=== RAW DATA ===
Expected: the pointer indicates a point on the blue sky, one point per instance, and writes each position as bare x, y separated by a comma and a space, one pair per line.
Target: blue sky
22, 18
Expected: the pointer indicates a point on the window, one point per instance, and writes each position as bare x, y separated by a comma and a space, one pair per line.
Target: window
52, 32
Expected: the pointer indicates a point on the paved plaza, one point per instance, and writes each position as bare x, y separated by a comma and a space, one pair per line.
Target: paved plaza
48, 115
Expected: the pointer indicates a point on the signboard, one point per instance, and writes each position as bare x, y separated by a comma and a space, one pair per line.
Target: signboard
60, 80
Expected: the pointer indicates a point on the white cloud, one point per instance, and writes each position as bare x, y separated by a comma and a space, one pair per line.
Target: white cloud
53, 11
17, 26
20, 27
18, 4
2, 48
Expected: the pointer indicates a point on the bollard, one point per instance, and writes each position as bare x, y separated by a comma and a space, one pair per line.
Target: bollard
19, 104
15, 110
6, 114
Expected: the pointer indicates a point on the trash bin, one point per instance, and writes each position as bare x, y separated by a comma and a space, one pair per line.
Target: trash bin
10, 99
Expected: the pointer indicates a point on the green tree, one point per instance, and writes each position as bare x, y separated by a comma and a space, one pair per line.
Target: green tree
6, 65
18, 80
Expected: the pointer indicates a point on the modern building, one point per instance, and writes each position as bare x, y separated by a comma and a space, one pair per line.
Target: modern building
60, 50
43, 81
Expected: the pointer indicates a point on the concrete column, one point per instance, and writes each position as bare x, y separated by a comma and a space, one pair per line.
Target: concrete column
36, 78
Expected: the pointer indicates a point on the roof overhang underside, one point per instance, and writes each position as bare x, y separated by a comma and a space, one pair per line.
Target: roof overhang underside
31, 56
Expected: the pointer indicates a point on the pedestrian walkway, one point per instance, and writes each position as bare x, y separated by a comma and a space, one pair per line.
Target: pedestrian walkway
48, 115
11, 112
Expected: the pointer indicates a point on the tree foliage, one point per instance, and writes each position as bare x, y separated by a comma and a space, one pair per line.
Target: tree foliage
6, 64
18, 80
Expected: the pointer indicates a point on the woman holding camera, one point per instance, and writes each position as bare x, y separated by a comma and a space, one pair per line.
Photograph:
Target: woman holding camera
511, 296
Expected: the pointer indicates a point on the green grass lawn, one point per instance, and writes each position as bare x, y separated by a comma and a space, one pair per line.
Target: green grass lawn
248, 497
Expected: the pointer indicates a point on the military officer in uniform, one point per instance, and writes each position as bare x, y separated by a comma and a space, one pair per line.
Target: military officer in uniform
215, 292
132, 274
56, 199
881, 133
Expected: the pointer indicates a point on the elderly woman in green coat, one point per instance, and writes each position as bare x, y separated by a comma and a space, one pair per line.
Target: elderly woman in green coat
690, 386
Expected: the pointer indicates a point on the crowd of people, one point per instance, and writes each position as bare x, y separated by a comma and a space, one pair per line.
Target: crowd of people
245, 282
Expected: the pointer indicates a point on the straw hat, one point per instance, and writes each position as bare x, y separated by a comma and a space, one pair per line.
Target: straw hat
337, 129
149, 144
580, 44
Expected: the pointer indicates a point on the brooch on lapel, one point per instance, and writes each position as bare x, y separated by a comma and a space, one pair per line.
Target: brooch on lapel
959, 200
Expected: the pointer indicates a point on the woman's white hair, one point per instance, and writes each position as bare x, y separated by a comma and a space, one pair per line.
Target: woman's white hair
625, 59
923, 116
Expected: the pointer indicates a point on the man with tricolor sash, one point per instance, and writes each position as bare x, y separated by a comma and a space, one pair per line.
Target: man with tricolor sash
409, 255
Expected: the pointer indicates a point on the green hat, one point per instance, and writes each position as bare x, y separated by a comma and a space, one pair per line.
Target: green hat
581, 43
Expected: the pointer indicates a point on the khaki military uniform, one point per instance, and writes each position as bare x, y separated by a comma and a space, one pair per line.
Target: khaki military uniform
===
[EXERCISE AIM]
Read through the records above and copy the lines that contain "khaki".

[WORKED SOLUTION]
Expected: the pointer indicates a point on the khaki military uniform, one point per instance, and writes each position as bare x, y separated by a comma and a space, one pair per line.
Target: khaki military uniform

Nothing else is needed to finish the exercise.